----- TEXT SHOWN

Viewpoint: CEO = Product Manager - betashop
http://betashop.com/post/7729476127/the-ceo-of-a-startup-must-be-the-primary-product#disqus_thread

======
SoftwareMaven
The startup CEO's primary responsibility is keeping the company going, whether
that means funding, sales, or product development. The problem is the current
need can alter at a moment's notice.

There is a reason Bill Campbell (CEO of Intuit) said your first hire should be
product management. I've written about that here:
[http://softwaremaven.innerbrane.com/2009/10/hire-product-
man...](http://softwaremaven.innerbrane.com/2009/10/hire-product-management-
first.html)

The article's general thought is right: early product management (we generally
refer to it as customer development here) is critical. It is just too
important to leave in her hands for long!

----------
----- GIVEN INFORMATION

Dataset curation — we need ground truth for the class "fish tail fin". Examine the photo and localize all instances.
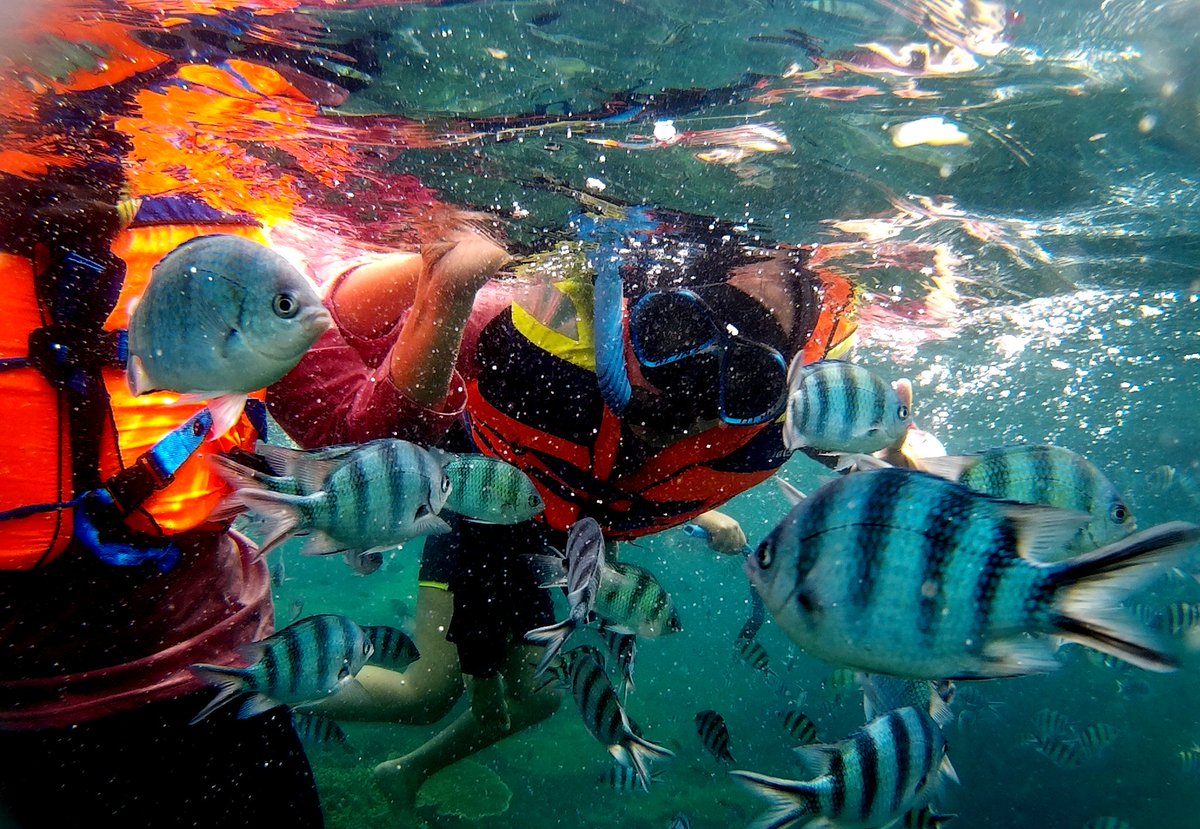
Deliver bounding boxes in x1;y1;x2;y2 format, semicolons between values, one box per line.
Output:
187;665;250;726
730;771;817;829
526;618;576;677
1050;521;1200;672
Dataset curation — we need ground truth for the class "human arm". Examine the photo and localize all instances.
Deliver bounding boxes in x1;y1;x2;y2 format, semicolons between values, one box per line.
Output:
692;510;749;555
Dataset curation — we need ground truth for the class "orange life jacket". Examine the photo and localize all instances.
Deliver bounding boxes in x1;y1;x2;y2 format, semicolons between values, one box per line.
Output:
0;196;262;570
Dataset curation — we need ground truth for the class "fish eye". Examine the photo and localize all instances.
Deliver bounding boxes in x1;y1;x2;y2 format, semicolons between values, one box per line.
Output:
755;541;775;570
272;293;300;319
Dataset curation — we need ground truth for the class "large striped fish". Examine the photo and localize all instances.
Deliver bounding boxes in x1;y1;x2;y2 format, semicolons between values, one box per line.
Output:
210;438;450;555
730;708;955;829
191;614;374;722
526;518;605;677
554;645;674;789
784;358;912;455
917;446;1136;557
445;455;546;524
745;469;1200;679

----------
----- GIVEN INFORMATION

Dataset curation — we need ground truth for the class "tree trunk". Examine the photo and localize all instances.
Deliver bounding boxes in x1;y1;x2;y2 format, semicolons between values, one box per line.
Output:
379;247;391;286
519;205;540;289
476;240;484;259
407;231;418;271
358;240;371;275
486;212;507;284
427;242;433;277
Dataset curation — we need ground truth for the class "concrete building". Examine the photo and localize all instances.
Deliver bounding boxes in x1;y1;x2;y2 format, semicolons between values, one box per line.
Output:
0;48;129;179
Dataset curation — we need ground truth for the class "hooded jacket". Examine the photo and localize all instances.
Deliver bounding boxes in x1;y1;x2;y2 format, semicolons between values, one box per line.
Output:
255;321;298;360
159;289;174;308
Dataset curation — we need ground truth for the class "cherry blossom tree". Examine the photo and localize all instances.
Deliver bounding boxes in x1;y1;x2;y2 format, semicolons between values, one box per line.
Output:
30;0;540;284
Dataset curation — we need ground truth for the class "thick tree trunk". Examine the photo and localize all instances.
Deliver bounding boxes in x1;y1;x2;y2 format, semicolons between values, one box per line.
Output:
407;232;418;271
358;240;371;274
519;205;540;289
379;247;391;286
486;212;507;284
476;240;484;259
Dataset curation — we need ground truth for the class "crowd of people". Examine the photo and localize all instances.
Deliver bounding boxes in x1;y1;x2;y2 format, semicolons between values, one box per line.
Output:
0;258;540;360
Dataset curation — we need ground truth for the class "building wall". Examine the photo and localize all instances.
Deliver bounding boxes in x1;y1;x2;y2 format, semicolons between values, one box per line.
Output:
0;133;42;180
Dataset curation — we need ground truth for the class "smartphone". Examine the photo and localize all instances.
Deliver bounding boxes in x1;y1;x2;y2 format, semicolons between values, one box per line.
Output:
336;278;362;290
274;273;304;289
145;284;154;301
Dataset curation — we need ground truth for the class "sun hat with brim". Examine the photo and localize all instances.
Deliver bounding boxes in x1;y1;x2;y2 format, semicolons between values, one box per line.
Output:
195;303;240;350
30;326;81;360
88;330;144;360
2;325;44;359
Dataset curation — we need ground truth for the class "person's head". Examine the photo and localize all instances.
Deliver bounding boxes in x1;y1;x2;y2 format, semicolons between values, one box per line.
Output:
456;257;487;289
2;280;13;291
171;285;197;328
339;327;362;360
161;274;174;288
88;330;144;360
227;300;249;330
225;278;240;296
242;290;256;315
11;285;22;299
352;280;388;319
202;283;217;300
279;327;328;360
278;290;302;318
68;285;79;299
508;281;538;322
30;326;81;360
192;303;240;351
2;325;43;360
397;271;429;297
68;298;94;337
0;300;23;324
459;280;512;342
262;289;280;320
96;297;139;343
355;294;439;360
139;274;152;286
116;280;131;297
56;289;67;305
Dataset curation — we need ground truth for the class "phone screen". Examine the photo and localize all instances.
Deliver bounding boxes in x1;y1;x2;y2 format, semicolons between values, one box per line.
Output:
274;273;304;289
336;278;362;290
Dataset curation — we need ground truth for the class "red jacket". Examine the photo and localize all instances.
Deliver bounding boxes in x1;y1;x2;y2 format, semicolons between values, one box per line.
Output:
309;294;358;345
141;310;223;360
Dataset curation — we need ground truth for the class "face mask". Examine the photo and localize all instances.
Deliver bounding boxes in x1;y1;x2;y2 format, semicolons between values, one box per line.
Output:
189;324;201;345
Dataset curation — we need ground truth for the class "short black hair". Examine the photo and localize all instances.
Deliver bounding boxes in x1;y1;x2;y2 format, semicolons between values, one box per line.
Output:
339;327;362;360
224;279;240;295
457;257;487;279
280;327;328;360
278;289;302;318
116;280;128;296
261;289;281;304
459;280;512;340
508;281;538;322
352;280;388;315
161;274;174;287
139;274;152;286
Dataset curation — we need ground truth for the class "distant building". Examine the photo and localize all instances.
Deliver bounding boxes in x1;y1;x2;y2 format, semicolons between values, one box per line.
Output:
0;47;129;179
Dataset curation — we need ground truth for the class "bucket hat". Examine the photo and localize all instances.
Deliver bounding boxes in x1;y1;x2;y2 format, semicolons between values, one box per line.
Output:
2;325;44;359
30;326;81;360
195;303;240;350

----------

▶ _REQUIRED WORK_
[a] Using the thread about startup CEOs and product management, answer each question briefly.
(i) What does the comment name as the startup CEO's primary responsibility?
(ii) Who said a company's first hire should be product management?
(iii) What term does the commenter say is generally used "here" for early product management?
[b] Write the next few sentences of the thread about startup CEOs and product management, picking up after its final sentence.
The rows come from a different source than the thread about startup CEOs and product management.

▶ _WRITTEN RESPONSES_
[a]
(i) Keeping the company going, whether that means funding, sales, or product development.
(ii) Bill Campbell, CEO of Intuit.
(iii) Customer development.

[b]
------
freejack
I'm not sure I agree with the author's view of product management or of how
singular control of the product strategy and execution is useful. Good product
managers don't insist on having things done their way, they insist on
understanding what users want and managing a team towards solving the hard
problems related to those user needs. The only reason Steve Jobs is successful
in how he approaches product development is because he is the CEO. No other
product manager I know of wields that sort of control over the product and the
paycheck of those he works with.

Success comes from having the right people do the right things at the right
time. I'd rather hire kick-ass product managers to help the rest of my product
team do kick-ass things than insist that the team does it "exactly my way".

I'd probably quit if I worked for someone that forced the team to do it
exactly his way...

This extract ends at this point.